§ **Task requirements**:
1. Using the SEC response letter below, decide whether each statement is correct: (a) the Staff’s letter is dated February 19, 2021; (b) Post-qualification Amendment No. 8 was filed on February 19, 2021; (c) the Company’s address is in White Plains, NY. For each, answer yes or no and quote the words that decide it.
2. List every term that the SEC response letter below places inside quotation marks.
3. Translate this sentence from the SEC response letter below into Spanish: "For the convenience of the Staff, the Staff’s comment is included and is followed by the corresponding response of the Company."

§ **Given text**:
Collectable Sports Assets, LLC
333 Westchester Avenue
Suite W21000
White Plains, NY 10604
February 19, 2021
U.S. Securities and Exchange Commission
100 F Street, N.E.
Washington, DC. 20549
Attn: Cara Wirth
| Re: | Collectable Sports Assets, LLC |
| | Offering Statement on Form 1-A Post-qualification Amendment No. 8 Filed February 1, 2021 |
| | File No. 024-11178 |
Ladies and Gentlemen:
We hereby submit the response of Collectable Sports Assets, LLC (the “Company”) to the comments of the staff (the “Staff”) of the U.S. Securities and Exchange Commission set forth in the Staff’s letter, dated February 19, 2021, providing the Staff’s comments with respect to the Company’s Post-Qualification Amendment No. 8 to Offering Statement on Form 1-A (the “Offering Statement”).
For the convenience of the Staff, the Staff’s comment is included and is followed by the corresponding response of the Company. Unless the context indicates otherwise, references in this letter to “we,” “us” and “our” refer to the Company on a consolidated basis.

Point placement records
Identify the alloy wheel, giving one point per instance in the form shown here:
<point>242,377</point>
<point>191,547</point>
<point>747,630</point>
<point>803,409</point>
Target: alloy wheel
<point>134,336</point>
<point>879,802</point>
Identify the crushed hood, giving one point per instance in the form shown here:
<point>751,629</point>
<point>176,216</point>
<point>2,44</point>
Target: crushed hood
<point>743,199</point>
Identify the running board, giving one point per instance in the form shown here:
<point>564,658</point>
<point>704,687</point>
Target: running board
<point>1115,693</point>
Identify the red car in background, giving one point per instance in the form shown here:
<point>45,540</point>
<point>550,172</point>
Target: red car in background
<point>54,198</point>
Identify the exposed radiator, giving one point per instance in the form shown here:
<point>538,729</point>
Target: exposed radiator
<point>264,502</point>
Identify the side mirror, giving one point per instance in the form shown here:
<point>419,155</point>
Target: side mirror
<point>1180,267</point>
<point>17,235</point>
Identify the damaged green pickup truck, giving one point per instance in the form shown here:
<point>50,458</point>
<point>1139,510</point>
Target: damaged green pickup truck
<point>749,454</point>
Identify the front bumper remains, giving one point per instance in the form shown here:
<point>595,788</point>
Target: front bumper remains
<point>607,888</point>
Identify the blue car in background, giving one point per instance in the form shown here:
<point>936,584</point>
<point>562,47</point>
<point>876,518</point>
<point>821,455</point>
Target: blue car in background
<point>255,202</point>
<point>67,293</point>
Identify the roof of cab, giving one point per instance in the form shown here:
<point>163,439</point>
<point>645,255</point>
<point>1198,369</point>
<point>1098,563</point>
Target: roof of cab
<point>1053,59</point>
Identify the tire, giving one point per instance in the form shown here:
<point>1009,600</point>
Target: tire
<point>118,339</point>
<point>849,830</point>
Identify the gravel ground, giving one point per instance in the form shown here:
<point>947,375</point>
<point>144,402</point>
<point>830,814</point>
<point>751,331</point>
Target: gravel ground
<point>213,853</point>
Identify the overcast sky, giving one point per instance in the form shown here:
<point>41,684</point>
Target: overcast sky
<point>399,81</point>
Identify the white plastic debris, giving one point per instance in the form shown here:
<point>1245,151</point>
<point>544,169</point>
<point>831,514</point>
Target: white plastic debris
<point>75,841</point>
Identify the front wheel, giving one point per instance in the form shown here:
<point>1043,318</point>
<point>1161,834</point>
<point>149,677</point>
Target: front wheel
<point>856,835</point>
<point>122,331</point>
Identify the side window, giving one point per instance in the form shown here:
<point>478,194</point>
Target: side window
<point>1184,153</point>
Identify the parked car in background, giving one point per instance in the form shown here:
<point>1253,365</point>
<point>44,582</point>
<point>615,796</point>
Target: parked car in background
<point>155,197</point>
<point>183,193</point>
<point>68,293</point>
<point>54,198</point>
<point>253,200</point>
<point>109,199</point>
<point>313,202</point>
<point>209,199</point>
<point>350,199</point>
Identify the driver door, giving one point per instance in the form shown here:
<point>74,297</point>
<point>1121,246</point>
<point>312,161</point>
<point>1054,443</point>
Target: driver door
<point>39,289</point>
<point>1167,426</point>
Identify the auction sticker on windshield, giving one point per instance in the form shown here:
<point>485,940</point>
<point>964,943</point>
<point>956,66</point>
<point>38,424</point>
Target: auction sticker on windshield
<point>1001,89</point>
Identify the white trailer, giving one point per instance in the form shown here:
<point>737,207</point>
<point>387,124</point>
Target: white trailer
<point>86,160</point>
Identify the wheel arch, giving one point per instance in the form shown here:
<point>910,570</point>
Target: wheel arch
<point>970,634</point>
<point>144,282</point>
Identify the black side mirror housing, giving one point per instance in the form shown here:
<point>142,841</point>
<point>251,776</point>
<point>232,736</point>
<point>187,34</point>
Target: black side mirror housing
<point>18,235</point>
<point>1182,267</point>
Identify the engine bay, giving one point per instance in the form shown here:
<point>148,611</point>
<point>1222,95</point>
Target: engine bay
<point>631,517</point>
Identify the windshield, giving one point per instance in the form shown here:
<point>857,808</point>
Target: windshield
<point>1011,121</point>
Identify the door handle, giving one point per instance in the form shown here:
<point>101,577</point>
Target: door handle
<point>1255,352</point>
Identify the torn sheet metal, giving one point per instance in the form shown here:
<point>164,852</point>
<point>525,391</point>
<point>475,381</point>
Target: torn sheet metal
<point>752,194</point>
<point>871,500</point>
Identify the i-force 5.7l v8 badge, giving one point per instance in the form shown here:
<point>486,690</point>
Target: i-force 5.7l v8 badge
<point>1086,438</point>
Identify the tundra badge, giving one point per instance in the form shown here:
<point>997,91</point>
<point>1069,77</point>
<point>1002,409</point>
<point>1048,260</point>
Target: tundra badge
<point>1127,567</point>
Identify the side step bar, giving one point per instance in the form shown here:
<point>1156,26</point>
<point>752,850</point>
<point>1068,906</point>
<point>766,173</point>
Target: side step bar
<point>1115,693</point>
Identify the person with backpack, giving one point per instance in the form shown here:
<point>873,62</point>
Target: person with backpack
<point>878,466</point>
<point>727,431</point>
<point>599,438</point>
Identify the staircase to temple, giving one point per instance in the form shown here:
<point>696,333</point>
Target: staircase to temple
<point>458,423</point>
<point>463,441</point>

§ **Task-by-task outputs**:
1.
(a) Yes: "the Staff’s letter, dated February 19, 2021"
(b) No: "Filed February 1, 2021"
(c) Yes: "White Plains, NY 10604"

2.
Company
Staff
Offering Statement
we
us
our

3. Para comodidad del Personal, se incluye el comentario del Personal y a este le sigue la respuesta correspondiente de la Compañía.